** Opening Data records block **

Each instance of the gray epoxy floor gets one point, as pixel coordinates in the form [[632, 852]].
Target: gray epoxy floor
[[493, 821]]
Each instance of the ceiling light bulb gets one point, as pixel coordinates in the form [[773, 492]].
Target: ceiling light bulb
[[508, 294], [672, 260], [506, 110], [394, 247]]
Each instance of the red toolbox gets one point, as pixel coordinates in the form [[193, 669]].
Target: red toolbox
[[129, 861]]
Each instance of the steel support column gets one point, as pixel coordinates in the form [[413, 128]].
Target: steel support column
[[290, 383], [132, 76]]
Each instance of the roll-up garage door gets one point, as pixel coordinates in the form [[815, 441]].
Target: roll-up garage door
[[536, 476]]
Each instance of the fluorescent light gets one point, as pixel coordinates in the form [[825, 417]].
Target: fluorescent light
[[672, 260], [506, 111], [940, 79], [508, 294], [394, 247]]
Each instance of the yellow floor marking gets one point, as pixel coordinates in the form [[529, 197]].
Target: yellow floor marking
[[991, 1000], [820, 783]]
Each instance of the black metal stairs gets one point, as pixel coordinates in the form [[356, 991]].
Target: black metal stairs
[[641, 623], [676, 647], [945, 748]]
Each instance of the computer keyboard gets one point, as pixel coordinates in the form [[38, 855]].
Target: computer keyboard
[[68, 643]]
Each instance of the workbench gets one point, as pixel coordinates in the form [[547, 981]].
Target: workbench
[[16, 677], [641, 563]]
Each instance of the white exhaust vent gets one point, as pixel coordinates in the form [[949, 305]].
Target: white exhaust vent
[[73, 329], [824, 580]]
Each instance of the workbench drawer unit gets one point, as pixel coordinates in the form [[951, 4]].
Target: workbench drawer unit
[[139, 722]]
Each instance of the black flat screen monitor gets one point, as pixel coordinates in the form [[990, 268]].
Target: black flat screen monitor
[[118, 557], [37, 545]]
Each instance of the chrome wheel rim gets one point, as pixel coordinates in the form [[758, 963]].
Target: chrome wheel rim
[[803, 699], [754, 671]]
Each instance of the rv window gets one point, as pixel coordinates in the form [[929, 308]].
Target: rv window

** Closing Data records block **

## What you have to do
Take the entries above and set them all down again exactly as they read.

## Finished exercise
Each instance of the gray epoxy floor gets one point, as pixel coordinates in the form [[632, 852]].
Target: gray epoxy floor
[[493, 821]]
Each instance of the ceiling light bulb gets one point, as pixel coordinates in the form [[773, 492]].
Target: ceiling light bulb
[[508, 294], [672, 260], [506, 110], [394, 247]]
Each instance of the red toolbox gets one point, as pixel coordinates in the form [[193, 669]].
Target: red toolbox
[[129, 861]]
Each instance of the steel support column gets one point, as pixel coordinates in the form [[413, 128]].
Target: steel support column
[[290, 383], [132, 76]]
Each instance of the roll-up garage door gets one point, as pixel coordinates in the form [[815, 441]].
Target: roll-up garage door
[[536, 476]]
Each instance of the fluorescent light gets one point, as pixel coordinates in the form [[825, 417]].
Target: fluorescent light
[[672, 260], [506, 111], [940, 79], [508, 294], [394, 247]]
Each instance of the yellow floor marking gets one point, as pixel coordinates in the form [[529, 197]].
Target: yellow floor marking
[[991, 1000], [820, 783]]
Each instance of the black metal stairs gets one point, as pixel coordinates in the form [[356, 991]].
Target: black metal stairs
[[641, 623], [676, 647], [945, 748]]
Each instance of the computer keyboard gets one point, as pixel coordinates in the form [[38, 855]].
Target: computer keyboard
[[68, 643]]
Each instance of the workbench gets one point, as pixel coordinates in the form [[547, 981]].
Target: workbench
[[16, 677], [641, 563]]
Each instance of the white exhaust vent gets one point, as pixel coordinates in the form [[949, 305]].
Target: white exhaust vent
[[73, 329], [824, 580]]
Each instance of the workbench drawer unit gets one point, as pixel coordinates in the form [[951, 4]].
Target: workbench drawer unit
[[139, 722]]
Each instance of the black flat screen monitor gets one point, as pixel coordinates in the form [[990, 268]].
Target: black flat screen monitor
[[118, 557], [37, 545]]
Each instance of the chrome wheel rim gets one point, as pixel coordinates in the form [[758, 963]].
Target: chrome wheel rim
[[803, 699], [754, 671]]
Each instance of the rv window gets one point, as pixel coordinates in the form [[929, 308]].
Target: rv window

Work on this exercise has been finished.